■ **Short task 1**:
Say whether each statement agrees with the blog post on plastic trash below, answering yes or no and quoting the deciding words: (a) The water in the North Pacific sub-tropical gyre circulates counterclockwise. (b) Winds in the gyre are light. (c) The plastic in the gyre is estimated at six kilos for every kilo of naturally occurring plankton.
start Supplied text
Thursday, July 17, 2008

make a difference thursday - plastic trash

I was stumbling around the internet and I found this awesome page by Greenpeace. It shows the trash vortex in the Pacific Ocean. Whoa. Please be responsible with your plastic consumption and more importantly with it's disposal! Here's the article from Greenpeace. Click the picture to see the animation.

The “Eastern Garbage Patch”

The North Pacific sub-tropical gyre covers a large area of the Pacific in which the water circulates clockwise in a slow spiral. Winds are light. The currents tend to force any floating material into the low energy central area of the gyre. There are few islands on which the floating material can beach. So it stays there in the gyre, in astounding quantities estimated at six kilos of plastic for every kilo of naturally occurring plankton. The equivalent of an area the size of Texas swirling slowly around like a clock. This gyre has also been dubbed “the Asian Trash Trail” the “Trash Vortex” or the “Eastern Garbage Patch”.
end Supplied text
start Given data
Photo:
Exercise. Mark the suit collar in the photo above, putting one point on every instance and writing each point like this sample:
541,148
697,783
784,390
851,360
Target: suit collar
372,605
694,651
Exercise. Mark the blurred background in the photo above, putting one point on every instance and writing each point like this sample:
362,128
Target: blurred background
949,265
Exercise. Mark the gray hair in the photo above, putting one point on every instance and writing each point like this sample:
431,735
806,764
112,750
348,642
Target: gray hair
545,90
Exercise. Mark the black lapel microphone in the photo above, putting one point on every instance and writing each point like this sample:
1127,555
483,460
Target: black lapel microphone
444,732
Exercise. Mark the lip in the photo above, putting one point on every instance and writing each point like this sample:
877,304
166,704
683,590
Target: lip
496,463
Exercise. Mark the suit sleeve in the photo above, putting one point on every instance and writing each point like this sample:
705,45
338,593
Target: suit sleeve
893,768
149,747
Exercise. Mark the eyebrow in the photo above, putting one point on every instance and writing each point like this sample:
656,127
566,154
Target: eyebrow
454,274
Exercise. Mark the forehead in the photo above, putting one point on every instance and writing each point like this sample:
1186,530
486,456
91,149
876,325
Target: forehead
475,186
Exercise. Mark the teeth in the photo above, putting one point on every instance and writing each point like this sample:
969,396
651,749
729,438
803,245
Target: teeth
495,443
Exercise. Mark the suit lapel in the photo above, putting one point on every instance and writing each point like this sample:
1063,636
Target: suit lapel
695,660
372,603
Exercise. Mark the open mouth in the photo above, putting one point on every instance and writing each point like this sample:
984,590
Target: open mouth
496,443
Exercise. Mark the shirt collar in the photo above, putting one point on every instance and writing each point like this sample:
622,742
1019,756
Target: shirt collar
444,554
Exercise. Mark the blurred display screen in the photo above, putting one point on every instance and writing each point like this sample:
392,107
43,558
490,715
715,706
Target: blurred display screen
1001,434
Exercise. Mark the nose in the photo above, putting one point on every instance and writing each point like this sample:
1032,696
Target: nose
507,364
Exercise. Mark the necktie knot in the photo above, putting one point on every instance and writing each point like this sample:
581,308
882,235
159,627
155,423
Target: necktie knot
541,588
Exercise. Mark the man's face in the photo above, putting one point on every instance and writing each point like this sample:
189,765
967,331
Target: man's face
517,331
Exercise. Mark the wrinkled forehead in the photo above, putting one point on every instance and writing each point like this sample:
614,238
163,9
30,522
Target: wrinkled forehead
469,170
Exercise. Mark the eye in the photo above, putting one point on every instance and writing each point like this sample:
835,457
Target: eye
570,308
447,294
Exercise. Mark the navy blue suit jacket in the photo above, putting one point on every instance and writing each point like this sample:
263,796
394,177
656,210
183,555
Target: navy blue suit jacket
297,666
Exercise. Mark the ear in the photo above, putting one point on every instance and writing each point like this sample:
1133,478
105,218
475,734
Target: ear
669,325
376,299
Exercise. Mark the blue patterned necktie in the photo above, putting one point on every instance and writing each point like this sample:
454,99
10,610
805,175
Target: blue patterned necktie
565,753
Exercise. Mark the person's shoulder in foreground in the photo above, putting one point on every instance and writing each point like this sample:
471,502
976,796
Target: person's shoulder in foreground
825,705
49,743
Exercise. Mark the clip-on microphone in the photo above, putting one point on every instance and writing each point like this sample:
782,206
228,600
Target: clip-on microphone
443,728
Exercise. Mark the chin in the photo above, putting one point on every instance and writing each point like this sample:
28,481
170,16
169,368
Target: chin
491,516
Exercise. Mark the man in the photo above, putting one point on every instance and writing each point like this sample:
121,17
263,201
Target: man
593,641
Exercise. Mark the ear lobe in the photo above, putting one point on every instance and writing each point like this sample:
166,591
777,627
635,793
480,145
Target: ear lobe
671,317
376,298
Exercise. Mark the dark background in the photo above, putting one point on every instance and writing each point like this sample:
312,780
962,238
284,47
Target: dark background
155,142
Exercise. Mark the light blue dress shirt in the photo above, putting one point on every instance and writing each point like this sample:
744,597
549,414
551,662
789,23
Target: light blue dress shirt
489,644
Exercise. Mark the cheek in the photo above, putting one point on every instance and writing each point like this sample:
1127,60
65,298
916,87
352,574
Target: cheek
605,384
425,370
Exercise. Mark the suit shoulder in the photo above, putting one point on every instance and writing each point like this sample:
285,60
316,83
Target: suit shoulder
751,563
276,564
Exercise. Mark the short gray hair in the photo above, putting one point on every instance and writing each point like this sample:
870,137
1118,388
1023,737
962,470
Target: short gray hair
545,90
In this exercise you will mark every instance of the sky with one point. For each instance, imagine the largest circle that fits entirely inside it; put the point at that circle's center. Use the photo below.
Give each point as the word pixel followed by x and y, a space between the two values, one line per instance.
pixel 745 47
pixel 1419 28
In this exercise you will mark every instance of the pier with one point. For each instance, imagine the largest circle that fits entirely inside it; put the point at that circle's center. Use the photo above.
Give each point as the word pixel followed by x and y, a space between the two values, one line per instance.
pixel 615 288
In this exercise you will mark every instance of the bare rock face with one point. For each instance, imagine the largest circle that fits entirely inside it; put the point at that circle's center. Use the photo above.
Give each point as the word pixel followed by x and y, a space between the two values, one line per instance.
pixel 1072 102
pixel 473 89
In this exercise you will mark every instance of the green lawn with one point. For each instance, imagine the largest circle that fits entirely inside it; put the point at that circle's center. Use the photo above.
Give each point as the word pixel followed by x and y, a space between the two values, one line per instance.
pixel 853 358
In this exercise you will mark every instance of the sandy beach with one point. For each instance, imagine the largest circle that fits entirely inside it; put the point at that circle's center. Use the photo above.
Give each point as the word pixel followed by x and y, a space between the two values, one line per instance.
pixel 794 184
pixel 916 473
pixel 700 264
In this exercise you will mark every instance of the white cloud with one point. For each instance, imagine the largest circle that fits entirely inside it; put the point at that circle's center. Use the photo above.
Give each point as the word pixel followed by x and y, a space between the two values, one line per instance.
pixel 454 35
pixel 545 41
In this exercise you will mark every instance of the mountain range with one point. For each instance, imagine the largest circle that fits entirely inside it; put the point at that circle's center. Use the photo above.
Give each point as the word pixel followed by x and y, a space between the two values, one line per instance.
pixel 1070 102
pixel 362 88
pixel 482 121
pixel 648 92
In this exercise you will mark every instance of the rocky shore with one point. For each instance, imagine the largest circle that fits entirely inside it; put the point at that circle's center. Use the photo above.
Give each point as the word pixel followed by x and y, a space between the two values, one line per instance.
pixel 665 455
end Given data
■ **Short task 2**:
Reproduce the lines of the listing starting at the line containing "Exercise. Mark the cheek" and ending at the line containing "pixel 615 288", with both of those lines included.

■ **Finished answer 1**:
(a) No: "the water circulates clockwise in a slow spiral"
(b) Yes: "Winds are light."
(c) Yes: "six kilos of plastic for every kilo of naturally occurring plankton"

■ **Finished answer 2**:
Exercise. Mark the cheek in the photo above, putting one point on every instance and writing each point like this sample:
1127,60
65,298
916,87
352,574
Target: cheek
605,384
425,370
Exercise. Mark the suit shoulder in the photo above, putting one point on every instance and writing each point like this sample:
285,60
316,83
Target: suit shoulder
751,563
276,564
Exercise. Mark the short gray hair in the photo above, putting one point on every instance and writing each point like this sample:
870,137
1118,388
1023,737
962,470
Target: short gray hair
545,90
In this exercise you will mark every instance of the sky with one point. For each instance, imagine the largest circle that fits entirely inside it; put the point at that circle's center. Use the photo below.
Give each point as the word pixel followed by x and y, a space between the two values, one line per instance.
pixel 745 47
pixel 1419 28
In this exercise you will mark every instance of the pier with one point. For each instance, imagine the largest circle that fits entirely inside it; put the point at that circle's center. Use the photo above.
Give each point as the word pixel followed by x and y, a space between the two values, one line per instance.
pixel 615 288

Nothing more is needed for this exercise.